[Segmentation mask data]
== Segment start ==
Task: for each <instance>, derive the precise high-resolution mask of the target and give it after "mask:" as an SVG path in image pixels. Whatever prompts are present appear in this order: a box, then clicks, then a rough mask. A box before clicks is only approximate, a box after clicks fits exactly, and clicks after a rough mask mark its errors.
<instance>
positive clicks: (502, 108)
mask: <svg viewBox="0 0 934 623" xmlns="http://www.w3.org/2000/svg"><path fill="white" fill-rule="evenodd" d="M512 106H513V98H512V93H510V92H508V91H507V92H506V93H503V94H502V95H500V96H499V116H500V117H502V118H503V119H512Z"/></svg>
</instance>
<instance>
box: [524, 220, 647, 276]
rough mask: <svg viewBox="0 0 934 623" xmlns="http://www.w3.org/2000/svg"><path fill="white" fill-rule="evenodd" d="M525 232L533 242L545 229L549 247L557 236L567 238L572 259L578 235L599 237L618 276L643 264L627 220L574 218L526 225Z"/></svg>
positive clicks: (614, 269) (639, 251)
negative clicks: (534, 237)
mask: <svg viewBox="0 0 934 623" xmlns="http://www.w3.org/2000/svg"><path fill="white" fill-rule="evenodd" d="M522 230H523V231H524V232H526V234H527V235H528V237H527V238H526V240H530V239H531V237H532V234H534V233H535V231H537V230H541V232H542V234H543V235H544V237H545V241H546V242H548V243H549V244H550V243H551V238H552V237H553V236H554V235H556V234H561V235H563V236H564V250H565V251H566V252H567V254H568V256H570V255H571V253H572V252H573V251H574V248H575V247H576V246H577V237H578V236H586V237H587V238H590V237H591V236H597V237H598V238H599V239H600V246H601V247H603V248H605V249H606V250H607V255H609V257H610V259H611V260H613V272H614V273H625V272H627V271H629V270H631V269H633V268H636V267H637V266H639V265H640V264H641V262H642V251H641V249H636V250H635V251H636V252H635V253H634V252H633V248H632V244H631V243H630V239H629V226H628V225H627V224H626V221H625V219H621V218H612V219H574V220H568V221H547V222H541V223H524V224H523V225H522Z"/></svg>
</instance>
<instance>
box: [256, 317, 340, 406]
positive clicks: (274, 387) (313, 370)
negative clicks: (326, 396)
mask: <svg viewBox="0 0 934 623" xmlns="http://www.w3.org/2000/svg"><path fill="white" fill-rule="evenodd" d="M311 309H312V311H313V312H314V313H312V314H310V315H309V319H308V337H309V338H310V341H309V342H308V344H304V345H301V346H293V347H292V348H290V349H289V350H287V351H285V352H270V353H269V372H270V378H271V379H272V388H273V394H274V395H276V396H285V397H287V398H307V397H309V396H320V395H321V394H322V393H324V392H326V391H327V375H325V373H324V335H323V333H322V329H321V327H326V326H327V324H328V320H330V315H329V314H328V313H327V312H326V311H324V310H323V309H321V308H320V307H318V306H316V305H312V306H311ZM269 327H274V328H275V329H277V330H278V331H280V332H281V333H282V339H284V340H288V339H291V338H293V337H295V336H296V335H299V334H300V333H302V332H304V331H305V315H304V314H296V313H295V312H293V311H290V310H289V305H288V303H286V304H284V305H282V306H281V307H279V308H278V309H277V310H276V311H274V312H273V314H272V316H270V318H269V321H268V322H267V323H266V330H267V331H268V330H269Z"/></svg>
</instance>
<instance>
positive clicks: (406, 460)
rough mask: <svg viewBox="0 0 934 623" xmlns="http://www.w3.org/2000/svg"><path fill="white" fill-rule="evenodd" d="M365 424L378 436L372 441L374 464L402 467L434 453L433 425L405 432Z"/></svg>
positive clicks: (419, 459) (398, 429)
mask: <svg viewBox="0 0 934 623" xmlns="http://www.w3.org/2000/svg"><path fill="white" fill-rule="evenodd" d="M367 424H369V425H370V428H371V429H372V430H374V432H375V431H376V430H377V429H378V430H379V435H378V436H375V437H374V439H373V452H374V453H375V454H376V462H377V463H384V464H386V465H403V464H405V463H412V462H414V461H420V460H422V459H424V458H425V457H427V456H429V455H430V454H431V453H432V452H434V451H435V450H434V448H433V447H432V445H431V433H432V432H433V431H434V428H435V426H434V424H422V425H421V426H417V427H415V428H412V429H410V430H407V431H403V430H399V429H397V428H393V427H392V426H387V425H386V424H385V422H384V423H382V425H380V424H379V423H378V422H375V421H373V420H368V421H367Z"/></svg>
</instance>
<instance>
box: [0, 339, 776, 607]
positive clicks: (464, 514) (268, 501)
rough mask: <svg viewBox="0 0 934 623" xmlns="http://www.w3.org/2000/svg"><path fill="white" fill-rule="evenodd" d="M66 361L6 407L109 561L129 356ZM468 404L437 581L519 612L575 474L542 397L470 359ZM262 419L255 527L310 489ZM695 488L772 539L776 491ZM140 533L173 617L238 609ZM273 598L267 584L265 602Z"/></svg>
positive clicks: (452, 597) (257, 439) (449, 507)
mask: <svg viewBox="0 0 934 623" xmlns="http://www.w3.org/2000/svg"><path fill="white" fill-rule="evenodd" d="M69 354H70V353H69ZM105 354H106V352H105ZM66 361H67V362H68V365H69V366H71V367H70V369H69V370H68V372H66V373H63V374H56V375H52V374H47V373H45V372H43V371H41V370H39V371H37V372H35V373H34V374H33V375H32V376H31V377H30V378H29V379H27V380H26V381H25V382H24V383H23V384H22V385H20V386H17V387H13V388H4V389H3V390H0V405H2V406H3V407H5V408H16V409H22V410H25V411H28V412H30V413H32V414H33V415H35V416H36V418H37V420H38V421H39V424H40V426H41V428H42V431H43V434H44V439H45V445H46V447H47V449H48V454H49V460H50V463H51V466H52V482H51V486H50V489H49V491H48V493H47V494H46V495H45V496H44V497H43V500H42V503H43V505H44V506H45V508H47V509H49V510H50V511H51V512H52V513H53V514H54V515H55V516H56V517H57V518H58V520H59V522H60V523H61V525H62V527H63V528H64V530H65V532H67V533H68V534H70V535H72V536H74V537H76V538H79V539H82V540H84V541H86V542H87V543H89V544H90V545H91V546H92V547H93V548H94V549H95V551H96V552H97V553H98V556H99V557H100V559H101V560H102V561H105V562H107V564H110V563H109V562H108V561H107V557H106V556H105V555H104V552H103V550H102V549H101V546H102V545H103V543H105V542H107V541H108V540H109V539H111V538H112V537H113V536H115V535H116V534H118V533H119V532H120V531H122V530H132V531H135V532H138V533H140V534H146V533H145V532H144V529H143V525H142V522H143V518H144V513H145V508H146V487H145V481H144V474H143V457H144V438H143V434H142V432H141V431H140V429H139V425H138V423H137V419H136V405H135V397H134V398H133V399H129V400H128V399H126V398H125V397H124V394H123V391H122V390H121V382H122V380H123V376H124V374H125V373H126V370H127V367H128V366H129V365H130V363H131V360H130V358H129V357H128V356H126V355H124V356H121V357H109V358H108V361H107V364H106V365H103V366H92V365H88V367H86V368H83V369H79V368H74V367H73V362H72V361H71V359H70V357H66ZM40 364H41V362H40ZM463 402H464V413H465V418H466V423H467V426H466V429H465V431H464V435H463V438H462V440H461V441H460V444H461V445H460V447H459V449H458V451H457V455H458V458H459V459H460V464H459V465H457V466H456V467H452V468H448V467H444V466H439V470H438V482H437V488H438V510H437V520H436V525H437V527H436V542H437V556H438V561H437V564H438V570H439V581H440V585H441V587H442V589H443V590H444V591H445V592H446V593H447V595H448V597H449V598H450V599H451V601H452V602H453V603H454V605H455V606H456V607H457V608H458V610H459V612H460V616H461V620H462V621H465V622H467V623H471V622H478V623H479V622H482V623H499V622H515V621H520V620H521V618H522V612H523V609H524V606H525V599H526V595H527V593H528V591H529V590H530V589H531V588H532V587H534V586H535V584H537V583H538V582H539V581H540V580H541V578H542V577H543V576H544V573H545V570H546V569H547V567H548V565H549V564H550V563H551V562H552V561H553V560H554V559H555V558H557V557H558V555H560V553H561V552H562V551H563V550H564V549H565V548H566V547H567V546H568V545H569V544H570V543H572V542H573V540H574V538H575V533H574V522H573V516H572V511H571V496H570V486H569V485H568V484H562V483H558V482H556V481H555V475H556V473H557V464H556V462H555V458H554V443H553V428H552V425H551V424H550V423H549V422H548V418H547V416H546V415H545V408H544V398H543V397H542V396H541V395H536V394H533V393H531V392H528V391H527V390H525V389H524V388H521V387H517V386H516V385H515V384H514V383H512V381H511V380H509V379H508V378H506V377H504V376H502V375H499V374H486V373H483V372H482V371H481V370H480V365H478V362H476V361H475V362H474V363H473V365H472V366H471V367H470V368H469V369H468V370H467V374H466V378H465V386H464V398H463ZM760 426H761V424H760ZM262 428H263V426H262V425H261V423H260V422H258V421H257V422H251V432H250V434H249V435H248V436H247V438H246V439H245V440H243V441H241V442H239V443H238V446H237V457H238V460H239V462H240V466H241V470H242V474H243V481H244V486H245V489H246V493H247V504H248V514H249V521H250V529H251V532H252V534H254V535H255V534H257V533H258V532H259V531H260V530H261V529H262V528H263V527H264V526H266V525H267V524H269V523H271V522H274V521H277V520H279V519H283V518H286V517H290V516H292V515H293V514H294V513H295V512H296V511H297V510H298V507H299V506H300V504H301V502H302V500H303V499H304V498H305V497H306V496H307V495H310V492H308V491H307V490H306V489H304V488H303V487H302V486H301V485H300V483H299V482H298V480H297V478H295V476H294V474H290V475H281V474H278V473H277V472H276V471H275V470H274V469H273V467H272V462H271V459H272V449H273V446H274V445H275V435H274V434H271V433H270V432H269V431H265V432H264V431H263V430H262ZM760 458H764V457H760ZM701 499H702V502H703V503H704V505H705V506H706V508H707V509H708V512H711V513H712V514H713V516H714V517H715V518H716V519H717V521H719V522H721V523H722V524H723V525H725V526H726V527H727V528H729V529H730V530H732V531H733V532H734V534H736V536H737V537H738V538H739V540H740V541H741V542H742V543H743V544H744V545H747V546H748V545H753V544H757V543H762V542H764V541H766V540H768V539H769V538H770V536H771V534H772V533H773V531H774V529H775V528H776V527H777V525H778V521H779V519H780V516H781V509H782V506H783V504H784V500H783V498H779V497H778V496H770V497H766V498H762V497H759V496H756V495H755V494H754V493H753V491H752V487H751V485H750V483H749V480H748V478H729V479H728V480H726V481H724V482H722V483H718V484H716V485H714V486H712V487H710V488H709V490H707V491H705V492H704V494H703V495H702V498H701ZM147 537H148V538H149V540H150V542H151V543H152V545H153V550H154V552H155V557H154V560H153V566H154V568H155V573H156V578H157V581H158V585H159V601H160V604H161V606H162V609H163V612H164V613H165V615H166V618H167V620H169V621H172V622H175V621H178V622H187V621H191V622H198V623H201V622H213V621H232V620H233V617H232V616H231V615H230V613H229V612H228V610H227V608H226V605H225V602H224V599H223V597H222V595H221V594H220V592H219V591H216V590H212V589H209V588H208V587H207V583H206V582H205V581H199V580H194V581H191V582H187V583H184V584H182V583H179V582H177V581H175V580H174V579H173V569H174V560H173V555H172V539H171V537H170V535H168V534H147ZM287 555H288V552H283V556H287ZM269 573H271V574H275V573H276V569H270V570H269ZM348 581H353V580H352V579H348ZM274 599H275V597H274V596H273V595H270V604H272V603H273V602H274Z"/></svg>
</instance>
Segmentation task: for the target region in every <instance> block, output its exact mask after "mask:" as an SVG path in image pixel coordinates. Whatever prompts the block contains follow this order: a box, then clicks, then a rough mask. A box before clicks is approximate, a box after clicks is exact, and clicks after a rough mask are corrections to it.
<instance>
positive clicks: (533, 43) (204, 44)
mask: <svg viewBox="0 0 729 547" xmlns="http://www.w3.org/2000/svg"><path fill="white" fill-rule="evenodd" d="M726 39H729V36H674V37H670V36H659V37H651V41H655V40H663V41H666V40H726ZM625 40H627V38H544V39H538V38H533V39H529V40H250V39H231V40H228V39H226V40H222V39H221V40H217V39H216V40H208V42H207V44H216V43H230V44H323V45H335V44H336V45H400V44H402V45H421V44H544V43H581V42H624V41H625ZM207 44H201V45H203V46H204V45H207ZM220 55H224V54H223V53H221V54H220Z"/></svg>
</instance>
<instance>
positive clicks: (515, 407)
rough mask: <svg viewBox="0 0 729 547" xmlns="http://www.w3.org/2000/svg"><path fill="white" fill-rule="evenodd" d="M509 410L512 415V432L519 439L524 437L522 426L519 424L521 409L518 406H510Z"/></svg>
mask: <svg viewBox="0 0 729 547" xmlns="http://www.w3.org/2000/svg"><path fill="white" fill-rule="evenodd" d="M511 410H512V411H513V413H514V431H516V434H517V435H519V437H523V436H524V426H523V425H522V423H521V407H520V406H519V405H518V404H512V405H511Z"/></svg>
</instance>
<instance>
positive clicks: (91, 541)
== Segment end ==
From the records above, retype only the lines starting at the line that contains "negative clicks: (534, 237)" and ending at the line that contains "424L378 436L372 441L374", both included.

### Completed task
negative clicks: (534, 237)
mask: <svg viewBox="0 0 934 623" xmlns="http://www.w3.org/2000/svg"><path fill="white" fill-rule="evenodd" d="M522 230H523V231H524V232H526V234H527V235H528V237H527V238H526V240H530V239H531V237H532V234H534V233H535V231H537V230H541V232H542V234H543V235H544V237H545V241H546V242H548V243H549V244H550V243H551V238H552V237H553V236H554V235H556V234H561V235H563V236H564V250H565V251H566V252H567V254H568V256H570V255H571V253H572V252H573V251H574V248H575V247H576V246H577V237H578V236H586V237H587V238H590V237H591V236H597V237H598V238H599V239H600V246H601V247H603V248H605V249H606V250H607V255H609V257H610V259H611V260H613V272H614V273H625V272H627V271H629V270H631V269H633V268H636V267H637V266H639V265H640V264H641V262H642V251H641V249H636V250H635V251H636V252H635V253H634V252H633V248H632V244H631V243H630V239H629V226H628V225H627V224H626V221H625V219H621V218H612V219H574V220H568V221H547V222H541V223H524V224H523V225H522Z"/></svg>
</instance>
<instance>
box: [256, 317, 340, 406]
positive clicks: (274, 387) (313, 370)
negative clicks: (326, 396)
mask: <svg viewBox="0 0 934 623" xmlns="http://www.w3.org/2000/svg"><path fill="white" fill-rule="evenodd" d="M311 309H312V311H313V312H314V313H312V314H310V315H309V319H308V337H309V338H310V341H309V342H308V344H304V345H301V346H293V347H292V348H290V349H289V350H287V351H285V352H270V353H269V372H270V378H271V379H272V388H273V394H274V395H276V396H285V397H287V398H307V397H309V396H320V395H321V394H322V393H324V392H326V391H327V375H325V373H324V335H323V333H322V329H321V327H326V326H327V324H328V320H330V315H329V314H328V313H327V312H326V311H324V310H323V309H321V308H320V307H318V306H316V305H312V306H311ZM269 327H274V328H275V329H277V330H278V331H280V332H281V333H282V339H284V340H288V339H291V338H293V337H295V336H296V335H299V334H300V333H302V332H304V331H305V315H304V314H296V313H295V312H293V311H290V310H289V305H288V303H286V304H284V305H282V306H281V307H279V308H278V309H277V310H276V311H274V312H273V314H272V316H270V318H269V321H268V322H267V323H266V330H267V331H268V330H269Z"/></svg>
</instance>
<instance>
positive clicks: (406, 460)
rough mask: <svg viewBox="0 0 934 623" xmlns="http://www.w3.org/2000/svg"><path fill="white" fill-rule="evenodd" d="M365 424L378 436L372 441L374 464L402 467L434 453L433 425L405 432Z"/></svg>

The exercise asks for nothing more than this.